## EXERCISE
List each line of the data that holds the word "weathered".

## INFORMATION SUPPLIED
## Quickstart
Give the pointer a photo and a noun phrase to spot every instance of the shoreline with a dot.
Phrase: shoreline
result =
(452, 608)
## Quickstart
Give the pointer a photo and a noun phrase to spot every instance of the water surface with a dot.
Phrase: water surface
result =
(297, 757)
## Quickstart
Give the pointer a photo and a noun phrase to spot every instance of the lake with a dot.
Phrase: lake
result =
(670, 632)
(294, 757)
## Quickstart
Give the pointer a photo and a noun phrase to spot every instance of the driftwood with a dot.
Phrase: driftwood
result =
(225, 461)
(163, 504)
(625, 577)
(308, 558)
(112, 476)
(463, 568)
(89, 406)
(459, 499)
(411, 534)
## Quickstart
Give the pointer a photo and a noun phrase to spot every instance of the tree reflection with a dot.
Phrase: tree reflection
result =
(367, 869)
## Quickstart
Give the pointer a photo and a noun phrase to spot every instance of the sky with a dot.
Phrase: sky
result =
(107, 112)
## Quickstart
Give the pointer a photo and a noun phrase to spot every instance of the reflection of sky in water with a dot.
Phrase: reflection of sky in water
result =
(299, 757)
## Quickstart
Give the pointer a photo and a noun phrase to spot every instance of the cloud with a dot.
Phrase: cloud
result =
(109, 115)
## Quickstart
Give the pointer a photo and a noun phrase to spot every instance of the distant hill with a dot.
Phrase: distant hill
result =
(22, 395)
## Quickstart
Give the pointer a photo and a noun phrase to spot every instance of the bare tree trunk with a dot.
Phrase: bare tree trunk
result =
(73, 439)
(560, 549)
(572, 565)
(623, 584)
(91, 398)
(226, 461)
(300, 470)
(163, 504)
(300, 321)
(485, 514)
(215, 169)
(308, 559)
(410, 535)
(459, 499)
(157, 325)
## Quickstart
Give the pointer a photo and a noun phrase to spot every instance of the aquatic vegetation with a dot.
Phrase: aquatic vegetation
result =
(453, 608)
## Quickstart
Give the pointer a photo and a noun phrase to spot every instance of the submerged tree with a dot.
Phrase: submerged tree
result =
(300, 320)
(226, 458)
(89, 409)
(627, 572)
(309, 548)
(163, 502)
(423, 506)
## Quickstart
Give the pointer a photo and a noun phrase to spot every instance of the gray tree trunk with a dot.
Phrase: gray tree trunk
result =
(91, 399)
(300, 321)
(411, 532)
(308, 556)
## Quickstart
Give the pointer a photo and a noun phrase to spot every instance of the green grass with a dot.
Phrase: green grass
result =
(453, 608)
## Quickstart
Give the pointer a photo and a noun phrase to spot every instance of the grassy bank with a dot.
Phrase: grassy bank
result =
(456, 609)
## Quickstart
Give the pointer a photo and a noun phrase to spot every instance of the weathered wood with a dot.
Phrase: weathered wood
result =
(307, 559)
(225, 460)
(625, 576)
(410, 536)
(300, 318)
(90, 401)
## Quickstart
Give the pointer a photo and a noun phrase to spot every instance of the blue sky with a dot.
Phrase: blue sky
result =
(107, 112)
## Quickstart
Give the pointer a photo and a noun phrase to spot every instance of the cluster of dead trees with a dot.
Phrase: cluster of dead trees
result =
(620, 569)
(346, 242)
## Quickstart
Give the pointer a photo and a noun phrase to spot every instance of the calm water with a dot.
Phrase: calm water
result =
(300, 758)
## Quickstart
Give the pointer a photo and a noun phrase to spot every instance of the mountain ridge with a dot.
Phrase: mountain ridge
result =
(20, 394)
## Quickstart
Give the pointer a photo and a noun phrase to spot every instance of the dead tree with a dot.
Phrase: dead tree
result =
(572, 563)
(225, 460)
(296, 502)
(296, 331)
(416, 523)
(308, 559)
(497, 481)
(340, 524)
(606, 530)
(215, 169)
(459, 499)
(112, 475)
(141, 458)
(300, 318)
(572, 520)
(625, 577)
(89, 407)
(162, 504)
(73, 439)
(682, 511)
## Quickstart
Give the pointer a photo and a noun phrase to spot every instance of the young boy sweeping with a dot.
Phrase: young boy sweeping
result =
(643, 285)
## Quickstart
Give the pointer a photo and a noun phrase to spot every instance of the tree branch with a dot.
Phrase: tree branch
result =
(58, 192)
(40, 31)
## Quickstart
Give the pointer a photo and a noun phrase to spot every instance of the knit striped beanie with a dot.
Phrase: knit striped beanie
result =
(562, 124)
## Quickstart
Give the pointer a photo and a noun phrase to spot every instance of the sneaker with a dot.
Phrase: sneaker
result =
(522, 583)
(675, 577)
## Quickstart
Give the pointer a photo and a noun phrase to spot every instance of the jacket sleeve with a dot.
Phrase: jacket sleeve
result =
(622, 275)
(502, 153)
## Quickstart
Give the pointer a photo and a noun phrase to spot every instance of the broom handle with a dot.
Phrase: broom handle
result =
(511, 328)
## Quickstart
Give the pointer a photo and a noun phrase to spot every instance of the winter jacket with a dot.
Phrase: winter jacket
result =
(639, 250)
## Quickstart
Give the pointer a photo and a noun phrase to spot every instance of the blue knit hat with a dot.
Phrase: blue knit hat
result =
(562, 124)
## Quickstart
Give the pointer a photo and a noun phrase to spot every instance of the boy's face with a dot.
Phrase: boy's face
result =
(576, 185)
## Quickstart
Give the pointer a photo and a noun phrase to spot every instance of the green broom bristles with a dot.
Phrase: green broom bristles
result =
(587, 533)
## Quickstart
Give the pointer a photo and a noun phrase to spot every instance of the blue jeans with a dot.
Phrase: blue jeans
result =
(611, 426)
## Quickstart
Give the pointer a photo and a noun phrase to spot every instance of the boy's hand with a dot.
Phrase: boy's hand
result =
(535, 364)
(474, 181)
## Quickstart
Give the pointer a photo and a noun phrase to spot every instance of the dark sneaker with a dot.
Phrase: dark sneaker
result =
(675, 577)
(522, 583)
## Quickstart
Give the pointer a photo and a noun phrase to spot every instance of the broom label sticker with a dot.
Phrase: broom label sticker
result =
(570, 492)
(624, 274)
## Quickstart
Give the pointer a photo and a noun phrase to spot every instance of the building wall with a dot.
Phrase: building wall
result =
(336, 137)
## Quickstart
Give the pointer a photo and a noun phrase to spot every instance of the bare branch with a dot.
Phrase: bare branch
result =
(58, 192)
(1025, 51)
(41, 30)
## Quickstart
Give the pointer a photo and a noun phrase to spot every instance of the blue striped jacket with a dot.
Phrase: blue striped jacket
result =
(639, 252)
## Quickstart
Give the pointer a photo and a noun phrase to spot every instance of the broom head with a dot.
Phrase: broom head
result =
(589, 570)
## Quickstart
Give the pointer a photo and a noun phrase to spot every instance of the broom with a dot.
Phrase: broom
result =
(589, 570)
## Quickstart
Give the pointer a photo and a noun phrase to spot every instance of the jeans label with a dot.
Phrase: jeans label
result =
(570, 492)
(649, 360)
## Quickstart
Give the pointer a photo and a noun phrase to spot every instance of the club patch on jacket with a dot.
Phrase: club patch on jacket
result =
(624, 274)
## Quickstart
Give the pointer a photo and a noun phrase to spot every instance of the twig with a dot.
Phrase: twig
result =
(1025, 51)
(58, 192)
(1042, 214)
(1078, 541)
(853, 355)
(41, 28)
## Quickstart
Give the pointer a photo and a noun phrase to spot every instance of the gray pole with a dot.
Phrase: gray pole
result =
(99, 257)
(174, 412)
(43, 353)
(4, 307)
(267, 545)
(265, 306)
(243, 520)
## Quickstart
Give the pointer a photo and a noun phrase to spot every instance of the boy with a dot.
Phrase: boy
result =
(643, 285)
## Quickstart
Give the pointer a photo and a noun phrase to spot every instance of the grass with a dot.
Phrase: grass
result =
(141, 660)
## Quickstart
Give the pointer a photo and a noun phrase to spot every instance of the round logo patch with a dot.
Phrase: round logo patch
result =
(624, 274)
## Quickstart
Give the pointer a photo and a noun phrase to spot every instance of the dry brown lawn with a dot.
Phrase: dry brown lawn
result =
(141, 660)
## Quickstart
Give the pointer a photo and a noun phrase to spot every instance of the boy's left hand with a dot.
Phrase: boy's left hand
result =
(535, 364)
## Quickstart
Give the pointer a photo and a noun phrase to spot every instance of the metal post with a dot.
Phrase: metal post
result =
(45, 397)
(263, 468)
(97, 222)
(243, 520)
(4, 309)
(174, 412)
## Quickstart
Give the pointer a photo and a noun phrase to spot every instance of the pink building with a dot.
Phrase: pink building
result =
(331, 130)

## RESPONSE TO THE EXERCISE
Give the pointer a photo and a noun phrase to spot every instance of the weathered wood with a dot.
Phrase: weathered wood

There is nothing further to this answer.